═════ Texto
Sin embargo, como hemos visto, se ha abierto paso una comprensión de los desastres que subraya las causas económicas, sociales y políticas que conforman la vulnerabilidad o predisposición a los mismos. Tales causas responden a una amplia gama de factores, estructurales y coyunturales, como por ejemplo los procesos históricos, el contexto económico, las relaciones sociales y de género, los problemas medioambientales, las políticas sociales, la pobreza y exclusión social, y un largo etcétera. Las intervenciones, tanto de respuesta ante los desastres como de prevención de los mismos, sólo tiene posibilidades de éxito si tales factores son comprendidos en toda su complejidad, desde un análisis multisectorial, lo cual se intenta expresar en la figura adjunta sobre la estructura causal del desastre.
Como hemos mencionado, los desastres son socialmente selectivos: se ceban en los pobres, vulnerables y carentes de poder, en tanto que rara vez tocan a los ricos y poderosos. Peor aún, los desastres son procesos que estimulan la polarización social, que tienen perdedores pero también ganadores. Cuando la crisis es ya profunda, los sectores más vulnerables, a fin de poder comprar alimentos y otros bienes básicos para la supervivencia, no tienen más remedio que malvender a precio de saldo sus bienes productivos (herramientas, ganado, tierra) a los sectores adinerados y poderosos (grandes agricultores, comerciantes, elites políticas), quienes sí disponen de recursos para resistir a la crisis y pueden engrosar así su patrimonio. Cuando, además, el desastre se desarrolla en un contexto de conflicto civil, la violencia contra la población suele constituir un medio para favorecer un despojo rápido mediante el robo, el éxodo forzado o la llamada “limpieza étnica”. El desastre, por tanto, puede ser deliberadamente creado o estimulado por ciertos sectores para posibilitar esa transferencia de recursos (De Waal, 1993).
══════════
Tareas solicitadas
1) Devuelve sin cambios el fragmento del texto sobre los desastres que va desde "Sin embargo, como" hasta "causal del desastre.", ambos incluidos.
2) ¿Qué bienes productivos enumera entre paréntesis el texto sobre los desastres como los que malvenden los sectores más vulnerables?
3) Escribe cómo podría seguir el texto sobre los desastres a partir de su última oración.
El material que aparece a continuación proviene de otra fuente.
═════ Datos
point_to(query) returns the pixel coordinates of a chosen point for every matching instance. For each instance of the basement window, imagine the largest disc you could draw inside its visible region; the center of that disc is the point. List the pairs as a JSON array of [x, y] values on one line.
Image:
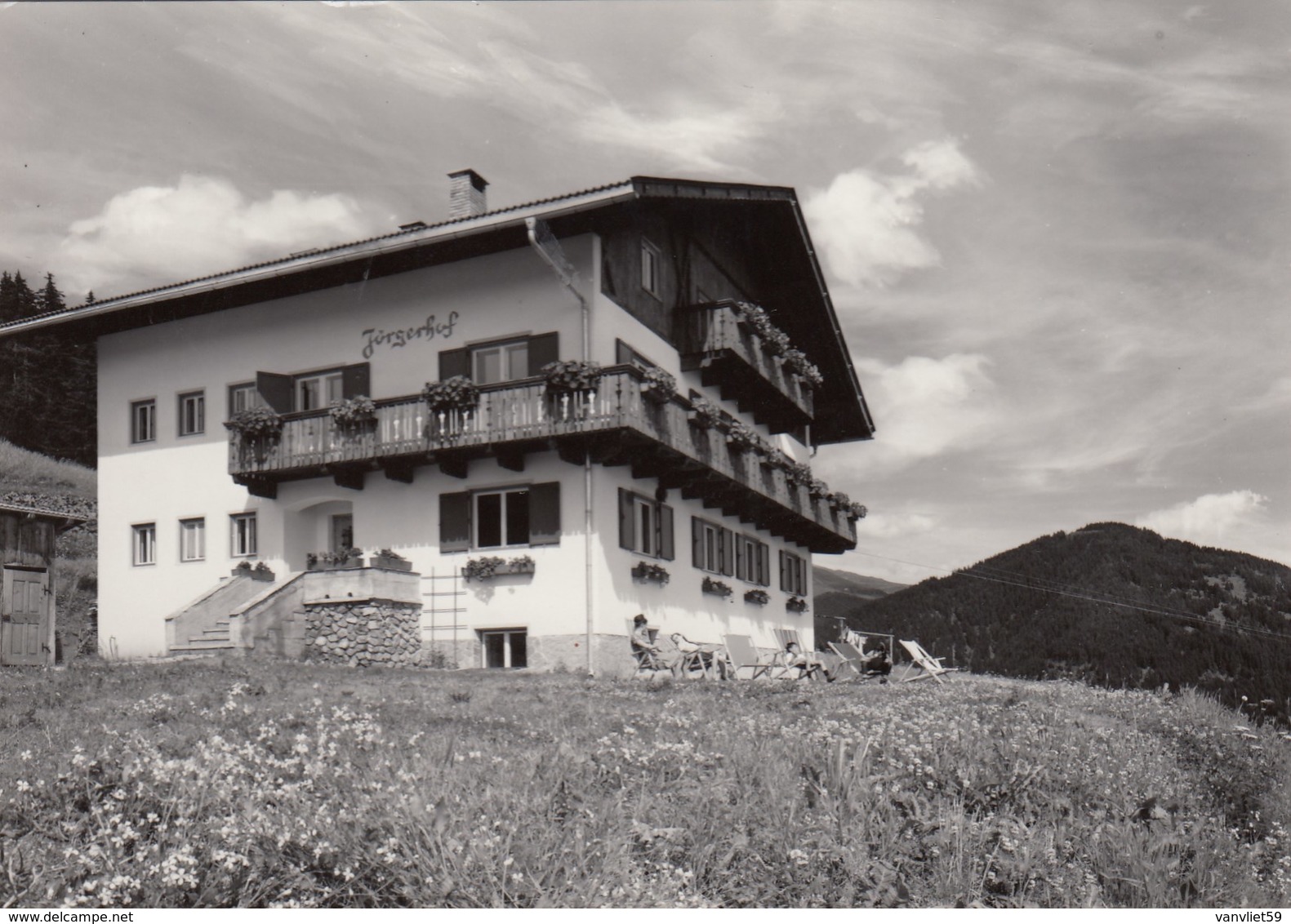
══════════
Respuestas finales
1)
Sin embargo, como hemos visto, se ha abierto paso una comprensión de los desastres que subraya las causas económicas, sociales y políticas que conforman la vulnerabilidad o predisposición a los mismos. Tales causas responden a una amplia gama de factores, estructurales y coyunturales, como por ejemplo los procesos históricos, el contexto económico, las relaciones sociales y de género, los problemas medioambientales, las políticas sociales, la pobreza y exclusión social, y un largo etcétera. Las intervenciones, tanto de respuesta ante los desastres como de prevención de los mismos, sólo tiene posibilidades de éxito si tales factores son comprendidos en toda su complejidad, desde un análisis multisectorial, lo cual se intenta expresar en la figura adjunta sobre la estructura causal del desastre.

2) Herramientas, ganado y tierra.

3)
Tipos de desastre
Cada tipo de desastre presenta diferencias en cuanto a sus características, su impacto destructivo, las necesidades que suscita entre la población, y las dificultades logísticas que representa para la ayuda. Esto depende no sólo del nivel de vulnerabilidad existente, sino del tipo de catástrofe que actúe como detonante de la crisis. Veamos algunos rasgos de los desastres motivados por los principales tipos de catástrofe:
a) Sequías
Las crisis desencadenadas por las sequías tienen una gestación lenta, en un proceso que puede durar dos o tres años, y que consiste en el paulatino agotamiento de las reservas de alimentos o dinero, así como de los bienes productivos, por parte de los sectores vulnerables. Las estrategias de afrontamiento y la solidaridad comunitaria pueden ser bastante efectivas, pero se debilitan y agotan si la crisis se prolonga en el tiempo. Por tanto, el impacto de las sequías se centra en el empobrecimiento y en la pérdida de producción agrícola, procesos que pueden revertirse cuando vuelvan las lluvias y mejoren las cosechas. Por su parte, otros aspectos importantes no se ven afectados, como son las infraestructuras y los servicios (salvo el aprovisionamiento de agua), la articulación social, los circuitos comerciales, o el funcionamiento y legitimidad del Estado.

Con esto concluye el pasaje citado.